─── Страница ───
Архивны юноши толпою
На Таню чопорно глядят...
 
   Сорвавшись с лёгкого пера, эта необидная кличка стала обозначать группу московской интеллектуальной молодёжи тридцатых годов позапрошлого века, впоследствии образовавшую кружок «любомудров». Туда входили истинно талантливые люди: Веневитинов, Шевырёв и Одоевский, позднее – Киреевский, а пушкинский приятель Сергей Соболевский был всеобъединяющим знакомцем. И конечно, единило то, что все более или менее условно состояли при Московском архиве коллегии иностранных дел.
   Это обстоятельство и явилось солью пушкинской шутки, а если в ней и была капля иронии, то наверняка самого добродушного свойства. Кто их действительно терпеть не мог – это Фаддей Булгарин. Вот что он писал: «Чиновники, неслужащие в службе, или матушкины сынки, то есть задняя шеренга фаланги... Их называют архивным юношеством».
   Почему же, в самом деле, цветущие, одарённые молодые люди, вместо того чтобы блистать на балах эполетами или строить головокружительные карьеры, занялись таким непритязательным и непрестижным делом, которое в первую очередь ассоциировалось с бумажной пылью и согбенными спинами? Пожалуй, лучше всего эти мотивы выразил близкий им по духу современник Владимир Печерин, которого можно было назвать петербургским «архивным юношей» и который впоследствии сделался загадочным «невозвращенцем», странствующим по свету рыцарем-интеллектуалом. В книге «Оправдание моей жизни» он пишет о собственных нравственных метаниях той поры. Выбрав своей духовной поддержкой стоицизм, он говорит, что «это единственная философская система, возможная в деспотической стране». И далее Печерин делает вывод: «Вот, – думал я, – вот единственное убежище от деспотизма! Запереться в какой-нибудь келье, да и разбирать старые рукописи».
   Становится несомненным, что этот уход честного юношества искать себе поприще в «задней шеренге» был их ответом на николаевский режим, начавшийся с удавления пяти политических противников и массовых ссылок оппозиции. Конечно, такой ответ был понят как пассивный протест, это обсуждалось в обществе и вызвало раздражённый пассаж Булгарина.
   В удивительно схожих чертах подобное явления стало происходить полтора века спустя, в глухие десятилетия брежневского правления. С одним различием – архивы, наоборот, стали тогда охраняться, как Кащеева смерть. И честное интеллектуальное юношество, да и литераторы постарше, пошли в кочегары, ночные сторожа, наладчики очистных сооружений. В порядке самоиронии они, вероятно, и выдумали названье для всего этого слоя, довольно многочисленного: люмпен-интеллигенция. Конечно, в эту категорию входили и неудачники, и графоманы, но много было и недюжинных талантов, личностей с сильными принципами и потенциалами, и таков стал их жизненный выбор. Существуя на мизерную зарплату или на инвалидную пенсию, эти люди, действительно, проявляли стоицизм, уже не только философский, а и практический.
─── Исходные данные ───
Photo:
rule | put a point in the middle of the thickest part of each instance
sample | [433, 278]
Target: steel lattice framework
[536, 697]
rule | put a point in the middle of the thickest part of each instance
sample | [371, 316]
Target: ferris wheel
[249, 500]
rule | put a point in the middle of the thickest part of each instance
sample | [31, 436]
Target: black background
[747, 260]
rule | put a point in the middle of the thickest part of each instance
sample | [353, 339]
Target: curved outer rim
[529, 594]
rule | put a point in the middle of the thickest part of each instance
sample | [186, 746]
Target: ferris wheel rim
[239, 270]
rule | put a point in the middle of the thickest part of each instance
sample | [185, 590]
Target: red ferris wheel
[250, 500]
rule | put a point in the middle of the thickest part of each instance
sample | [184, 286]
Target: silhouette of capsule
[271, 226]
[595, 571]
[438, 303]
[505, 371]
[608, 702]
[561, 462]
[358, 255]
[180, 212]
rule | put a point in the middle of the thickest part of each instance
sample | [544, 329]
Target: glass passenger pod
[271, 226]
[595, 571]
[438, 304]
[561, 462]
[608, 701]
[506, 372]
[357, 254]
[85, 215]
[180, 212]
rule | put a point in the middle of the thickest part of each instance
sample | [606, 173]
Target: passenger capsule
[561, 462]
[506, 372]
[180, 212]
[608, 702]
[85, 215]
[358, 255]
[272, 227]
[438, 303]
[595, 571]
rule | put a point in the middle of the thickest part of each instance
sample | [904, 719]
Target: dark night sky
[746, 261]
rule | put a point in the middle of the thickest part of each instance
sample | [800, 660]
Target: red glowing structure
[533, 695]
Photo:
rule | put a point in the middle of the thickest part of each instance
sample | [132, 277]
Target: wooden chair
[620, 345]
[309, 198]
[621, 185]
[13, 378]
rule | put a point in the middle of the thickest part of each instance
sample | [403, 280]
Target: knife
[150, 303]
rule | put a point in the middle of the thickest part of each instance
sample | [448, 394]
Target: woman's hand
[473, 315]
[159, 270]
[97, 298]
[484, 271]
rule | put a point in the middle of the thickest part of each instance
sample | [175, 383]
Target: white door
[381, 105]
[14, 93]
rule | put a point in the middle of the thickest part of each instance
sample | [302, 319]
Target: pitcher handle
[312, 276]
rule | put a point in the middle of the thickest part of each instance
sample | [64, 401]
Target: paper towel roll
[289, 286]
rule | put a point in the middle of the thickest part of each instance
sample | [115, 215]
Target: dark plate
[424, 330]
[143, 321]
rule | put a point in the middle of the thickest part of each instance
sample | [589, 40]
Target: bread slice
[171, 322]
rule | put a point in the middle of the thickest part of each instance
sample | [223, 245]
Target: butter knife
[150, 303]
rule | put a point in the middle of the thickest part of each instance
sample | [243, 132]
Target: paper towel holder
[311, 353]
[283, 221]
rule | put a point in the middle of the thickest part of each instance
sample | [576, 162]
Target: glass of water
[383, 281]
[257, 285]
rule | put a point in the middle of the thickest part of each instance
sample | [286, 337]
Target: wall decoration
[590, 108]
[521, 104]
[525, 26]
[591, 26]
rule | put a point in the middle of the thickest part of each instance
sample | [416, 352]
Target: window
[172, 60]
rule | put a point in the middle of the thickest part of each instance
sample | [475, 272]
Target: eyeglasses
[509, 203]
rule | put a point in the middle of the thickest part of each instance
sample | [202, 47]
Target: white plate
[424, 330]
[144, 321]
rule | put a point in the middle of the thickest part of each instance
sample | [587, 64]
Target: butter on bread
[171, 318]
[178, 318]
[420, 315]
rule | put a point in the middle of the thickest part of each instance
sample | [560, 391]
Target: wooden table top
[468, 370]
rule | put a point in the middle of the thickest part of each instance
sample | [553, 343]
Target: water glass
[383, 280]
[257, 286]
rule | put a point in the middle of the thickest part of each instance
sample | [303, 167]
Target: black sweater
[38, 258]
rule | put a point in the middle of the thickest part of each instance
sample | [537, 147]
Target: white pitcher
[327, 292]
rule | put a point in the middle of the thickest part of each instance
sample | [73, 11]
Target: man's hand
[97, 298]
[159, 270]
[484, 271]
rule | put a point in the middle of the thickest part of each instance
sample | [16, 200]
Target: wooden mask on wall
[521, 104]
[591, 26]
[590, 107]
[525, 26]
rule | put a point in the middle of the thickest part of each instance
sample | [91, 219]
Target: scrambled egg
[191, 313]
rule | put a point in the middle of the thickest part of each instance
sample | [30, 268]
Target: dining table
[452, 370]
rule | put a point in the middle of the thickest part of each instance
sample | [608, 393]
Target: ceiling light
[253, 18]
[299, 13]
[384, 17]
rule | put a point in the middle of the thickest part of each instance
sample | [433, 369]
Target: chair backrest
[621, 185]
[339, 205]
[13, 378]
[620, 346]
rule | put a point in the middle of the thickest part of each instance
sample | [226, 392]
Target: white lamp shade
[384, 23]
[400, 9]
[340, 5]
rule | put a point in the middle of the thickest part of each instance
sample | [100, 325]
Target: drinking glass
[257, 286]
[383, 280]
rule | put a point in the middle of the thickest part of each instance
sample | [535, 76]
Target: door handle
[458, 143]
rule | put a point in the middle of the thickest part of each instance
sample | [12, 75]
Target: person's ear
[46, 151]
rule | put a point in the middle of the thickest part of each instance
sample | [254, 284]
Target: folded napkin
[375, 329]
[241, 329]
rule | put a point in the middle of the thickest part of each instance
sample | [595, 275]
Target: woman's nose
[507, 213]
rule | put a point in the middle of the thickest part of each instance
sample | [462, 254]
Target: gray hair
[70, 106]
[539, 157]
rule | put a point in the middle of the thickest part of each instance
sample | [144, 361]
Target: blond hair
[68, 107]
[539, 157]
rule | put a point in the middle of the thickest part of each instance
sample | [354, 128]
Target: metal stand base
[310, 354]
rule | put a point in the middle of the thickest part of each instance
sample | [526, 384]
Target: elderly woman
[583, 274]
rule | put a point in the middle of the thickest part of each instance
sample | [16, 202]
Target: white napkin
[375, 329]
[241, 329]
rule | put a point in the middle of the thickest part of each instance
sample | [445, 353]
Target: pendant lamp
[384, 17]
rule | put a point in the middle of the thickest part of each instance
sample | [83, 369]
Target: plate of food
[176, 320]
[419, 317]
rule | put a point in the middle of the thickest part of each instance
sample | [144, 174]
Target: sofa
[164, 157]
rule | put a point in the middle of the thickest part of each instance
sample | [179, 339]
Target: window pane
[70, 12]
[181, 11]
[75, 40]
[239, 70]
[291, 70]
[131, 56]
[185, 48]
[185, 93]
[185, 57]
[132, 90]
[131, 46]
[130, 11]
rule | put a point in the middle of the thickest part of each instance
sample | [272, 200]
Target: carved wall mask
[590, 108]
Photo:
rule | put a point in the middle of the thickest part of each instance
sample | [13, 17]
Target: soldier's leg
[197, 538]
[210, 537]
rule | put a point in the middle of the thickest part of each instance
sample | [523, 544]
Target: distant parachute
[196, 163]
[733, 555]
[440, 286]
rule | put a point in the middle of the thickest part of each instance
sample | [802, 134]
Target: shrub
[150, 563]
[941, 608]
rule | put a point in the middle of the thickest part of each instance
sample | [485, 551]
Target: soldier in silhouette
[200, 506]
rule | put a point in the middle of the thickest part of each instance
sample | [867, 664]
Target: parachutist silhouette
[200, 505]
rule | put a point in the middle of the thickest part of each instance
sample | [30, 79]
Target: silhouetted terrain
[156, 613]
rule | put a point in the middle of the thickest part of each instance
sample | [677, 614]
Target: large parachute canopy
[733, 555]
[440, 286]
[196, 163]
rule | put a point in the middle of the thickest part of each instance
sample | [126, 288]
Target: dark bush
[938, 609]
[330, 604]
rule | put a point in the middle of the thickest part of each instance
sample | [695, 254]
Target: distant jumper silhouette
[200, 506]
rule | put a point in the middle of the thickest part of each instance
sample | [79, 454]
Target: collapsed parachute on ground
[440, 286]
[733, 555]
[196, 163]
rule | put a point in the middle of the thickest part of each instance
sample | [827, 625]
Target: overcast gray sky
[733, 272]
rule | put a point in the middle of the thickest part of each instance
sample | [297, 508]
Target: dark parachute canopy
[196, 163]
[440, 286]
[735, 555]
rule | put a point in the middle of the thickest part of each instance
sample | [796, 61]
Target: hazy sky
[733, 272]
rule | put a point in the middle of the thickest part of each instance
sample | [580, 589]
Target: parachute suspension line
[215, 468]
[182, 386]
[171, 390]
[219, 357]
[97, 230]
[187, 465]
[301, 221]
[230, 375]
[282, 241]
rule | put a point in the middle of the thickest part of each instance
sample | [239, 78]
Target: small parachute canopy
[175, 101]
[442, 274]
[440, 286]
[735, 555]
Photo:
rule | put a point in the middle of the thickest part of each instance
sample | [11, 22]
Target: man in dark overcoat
───
Письменное задание A –
Ответьте на вопросы по тексту об «архивных юношах»:
(i) Кто из пушкинских приятелей был всеобъединяющим знакомцем этого круга?
(ii) Какую философскую систему Печерин называет единственно возможной в деспотической стране?
(iii) Кем пошли работать честные интеллектуалы в брежневские десятилетия?
Письменное задание B –
Приведите продолжение текста об «архивных юношах», начиная сразу после его последнего предложения.
Материал в этой работе не используется.

Итоговый ответ A –
(i) Сергей Соболевский.
(ii) Стоицизм.
(iii) Кочегарами, ночными сторожами, наладчиками очистных сооружений.

Итоговый ответ B –
   Любопытно, что в предыдущую, хрущёвскую эпоху у Пастернака было опубликовано волшебное стихотворение «Ночь» с такой строфой:
 
В пространствах беспредельных
Горят материки,
В подвалах и котельных
Не спят истопники.
 
   Скорее всего, Борис Леонидович имел в виду настоящих истопников, то есть простой рабочий люд, который не спит, чтобы давать другим тепло. Но уже в последующую эпоху этими истопниками становились поэты. Это они сидели по ночам в подвалах и котельных и что-то писали в рабочих тетрадях, заполняя их не графиком дежурств, а какими-то своими, выхваченными из сердца, строками.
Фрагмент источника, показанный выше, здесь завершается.